### Required task A:
From the article below on American and Russian nuclear arsenals, output the passage that begins at the words "February 24, 2020" and stops after the words "non-strategic nuclear weapons.", copied without changes.
### Required task B:
For each statement, decide whether it agrees with the article below on American and Russian nuclear arsenals. Answer yes or no, and quote the words from the article that settle it.
(i) Lockheed and Boeing are described as competing.
(ii) The 2018 Nuclear Posture Review is said to have done enough to correct the disparity in non-strategic nuclear weapons.
(iii) The U.S. mainstream view of Russia is said to have changed little over the last twenty years.
### Required task C:
Translate this sentence from the article below on American and Russian nuclear arsenals into Spanish: "Both countries have made large investments in their nuclear weapons."

### Excerpt:
==*==
America And Russia Have Enormous Nuclear Arsenals, So Why Do Both Nations Feel At Risk?

February 24, 2020 Topic: Security Region: Europe Blog Brand: The Buzz Tags: RussiaNuclear WeaponsNATOICBMsTactical Nuclear WeaponsINF Treaty

America And Russia Have Enormous Nuclear Arsenals, So Why Do Both Nations Feel At Risk?

Both countries have made large investments in their nuclear weapons.

Key point: Even the 2018 Nuclear Posture Review has not done enough in recommending programs to correct the enormous disparity that now exists in non-strategic nuclear weapons.

The U.S. mainstream view of Russia has changed quite a bit in the last twenty years, particularly in the last five. We have moved from the fantasy that there was no threat from Russia after the demise of the Soviet Union to a recognition of a serious Russian threat to the U.S. and its allies, including a nuclear threat in the last two years of the Obama administration and the Trump administration. However, characterizing the relationship between the U.S. and Russia as “competition” as it now appears in U.S. Government documents, does not go far enough. Lockheed and Boeing compete; Russia threatens preemptive nuclear attack. It is unilaterally trying to create a sphere of influence in Eastern Europe and the former Soviet states in the classic 19th Century sense while building the largest nuclear arsenal in the world.  There is no competition here but rather a serious threat from Russia.
==*==
### Recorded information:
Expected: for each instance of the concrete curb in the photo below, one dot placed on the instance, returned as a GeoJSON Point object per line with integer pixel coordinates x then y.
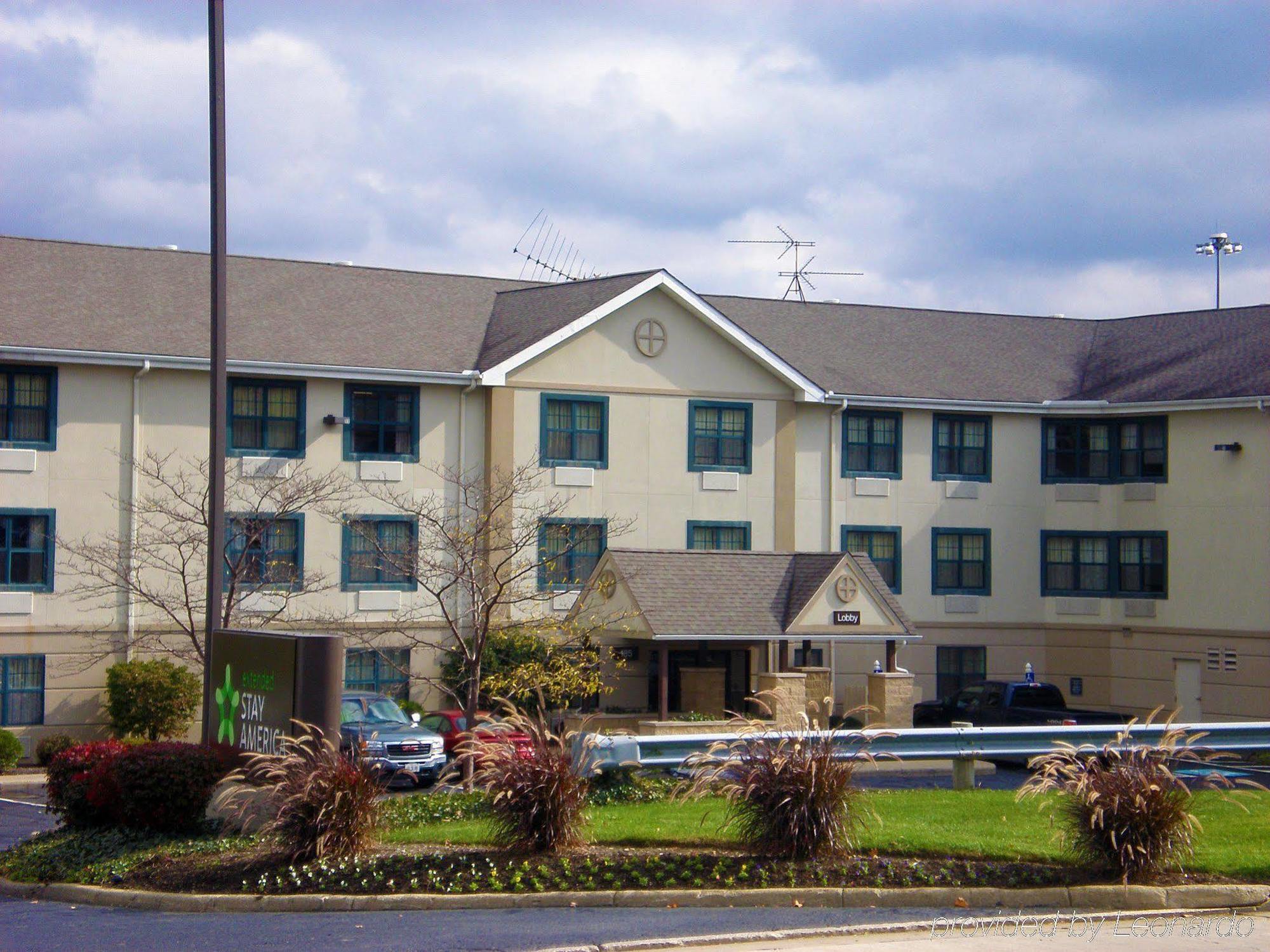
==*==
### Full output A:
February 24, 2020 Topic: Security Region: Europe Blog Brand: The Buzz Tags: RussiaNuclear WeaponsNATOICBMsTactical Nuclear WeaponsINF Treaty

America And Russia Have Enormous Nuclear Arsenals, So Why Do Both Nations Feel At Risk?

Both countries have made large investments in their nuclear weapons.

Key point: Even the 2018 Nuclear Posture Review has not done enough in recommending programs to correct the enormous disparity that now exists in non-strategic nuclear weapons.

### Full output B:
(i) Yes: "Lockheed and Boeing compete; Russia threatens preemptive nuclear attack."
(ii) No: "Even the 2018 Nuclear Posture Review has not done enough in recommending programs to correct the enormous disparity that now exists in non-strategic nuclear weapons."
(iii) No: "The U.S. mainstream view of Russia has changed quite a bit in the last twenty years, particularly in the last five."

### Full output C:
Ambos países han hecho grandes inversiones en sus armas nucleares.